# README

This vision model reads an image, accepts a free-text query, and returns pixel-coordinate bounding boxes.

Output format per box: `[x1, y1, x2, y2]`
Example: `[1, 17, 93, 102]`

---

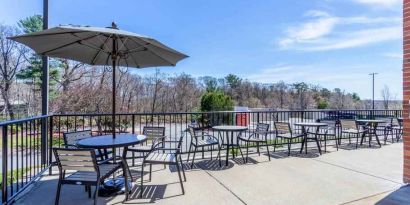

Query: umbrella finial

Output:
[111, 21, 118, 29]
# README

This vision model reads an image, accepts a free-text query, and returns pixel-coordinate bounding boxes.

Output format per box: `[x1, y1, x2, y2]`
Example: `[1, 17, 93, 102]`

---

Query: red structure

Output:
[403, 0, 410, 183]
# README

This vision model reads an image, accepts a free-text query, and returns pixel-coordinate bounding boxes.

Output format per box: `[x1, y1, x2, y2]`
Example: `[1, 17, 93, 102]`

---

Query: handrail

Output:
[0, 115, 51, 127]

--

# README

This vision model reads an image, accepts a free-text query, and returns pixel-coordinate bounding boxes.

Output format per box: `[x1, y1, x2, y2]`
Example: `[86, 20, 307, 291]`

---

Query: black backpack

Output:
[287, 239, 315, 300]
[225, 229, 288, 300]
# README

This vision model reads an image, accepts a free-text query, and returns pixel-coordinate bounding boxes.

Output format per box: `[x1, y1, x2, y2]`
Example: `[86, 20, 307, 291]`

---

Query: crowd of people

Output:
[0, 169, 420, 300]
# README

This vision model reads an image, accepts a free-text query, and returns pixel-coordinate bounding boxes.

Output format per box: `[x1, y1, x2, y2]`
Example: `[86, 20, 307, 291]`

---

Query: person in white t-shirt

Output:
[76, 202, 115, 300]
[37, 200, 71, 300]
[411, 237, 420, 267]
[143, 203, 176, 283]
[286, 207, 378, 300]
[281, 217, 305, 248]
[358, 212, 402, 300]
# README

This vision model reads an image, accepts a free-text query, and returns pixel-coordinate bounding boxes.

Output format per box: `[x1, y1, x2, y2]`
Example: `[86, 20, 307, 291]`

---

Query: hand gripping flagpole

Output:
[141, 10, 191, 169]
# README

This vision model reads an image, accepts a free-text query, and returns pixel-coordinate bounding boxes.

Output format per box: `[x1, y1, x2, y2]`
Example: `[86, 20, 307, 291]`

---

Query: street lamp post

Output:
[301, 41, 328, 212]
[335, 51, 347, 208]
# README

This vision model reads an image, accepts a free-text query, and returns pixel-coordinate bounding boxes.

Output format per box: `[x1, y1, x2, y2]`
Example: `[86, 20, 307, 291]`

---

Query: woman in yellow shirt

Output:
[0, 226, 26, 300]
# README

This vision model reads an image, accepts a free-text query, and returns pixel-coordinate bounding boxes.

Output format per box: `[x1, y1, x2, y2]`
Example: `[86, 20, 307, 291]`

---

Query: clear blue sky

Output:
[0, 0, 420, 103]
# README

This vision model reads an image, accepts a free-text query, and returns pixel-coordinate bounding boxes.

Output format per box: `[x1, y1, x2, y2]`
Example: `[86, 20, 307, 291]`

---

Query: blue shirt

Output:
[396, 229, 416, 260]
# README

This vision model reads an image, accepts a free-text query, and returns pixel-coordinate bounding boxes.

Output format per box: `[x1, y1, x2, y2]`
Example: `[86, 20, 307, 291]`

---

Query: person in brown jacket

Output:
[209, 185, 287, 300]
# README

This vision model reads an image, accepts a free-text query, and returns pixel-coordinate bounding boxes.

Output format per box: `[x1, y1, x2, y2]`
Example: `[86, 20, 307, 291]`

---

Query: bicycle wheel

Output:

### Instruction
How many lines in the records above contain the word "person"? Case counts. Reply with only the number.

### Response to this task
2